▸ **ACTIONS TO TAKE**
• a. In the passage on Nordite's ontology layer, retype the stretch from "Most tools treat" through "reaches the model.".
• b. According to the passage on Nordite's ontology layer, at what point are required fields enforced?

▸ **PASSAGE**
____________________

Most tools treat everything as a row in a list. Nordite's ontology layer lets you define what your business entities actually are - their properties, their relationships to each other, and what operations are valid on them. Forecasts run against a knowledge graph of your business, not against anonymous dimension IDs.
Every dimension in Nordite can have a typed schema. Properties are not free-text strings - they have declared types (text, number, date, URL, boolean, enum, or a reference to another object type). Required fields are enforced at ingestion. Validation rules catch bad data before it reaches the model.
An agent asked to build a supply chain model doesn't start from a blank sheet. It reads the Product schema, sees that category is a required link to the Category dimension, and builds the module correctly the first time. No guesswork about what properties mean or whether values are trustworthy.

____________________

▸ **GIVEN MATERIAL**
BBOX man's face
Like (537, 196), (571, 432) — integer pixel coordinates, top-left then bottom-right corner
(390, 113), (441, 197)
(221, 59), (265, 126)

____________________

▸ **TASK-BY-TASK OUTPUTS**
• a.
Most tools treat everything as a row in a list. Nordite's ontology layer lets you define what your business entities actually are - their properties, their relationships to each other, and what operations are valid on them. Forecasts run against a knowledge graph of your business, not against anonymous dimension IDs.
Every dimension in Nordite can have a typed schema. Properties are not free-text strings - they have declared types (text, number, date, URL, boolean, enum, or a reference to another object type). Required fields are enforced at ingestion. Validation rules catch bad data before it reaches the model.

• b. At ingestion.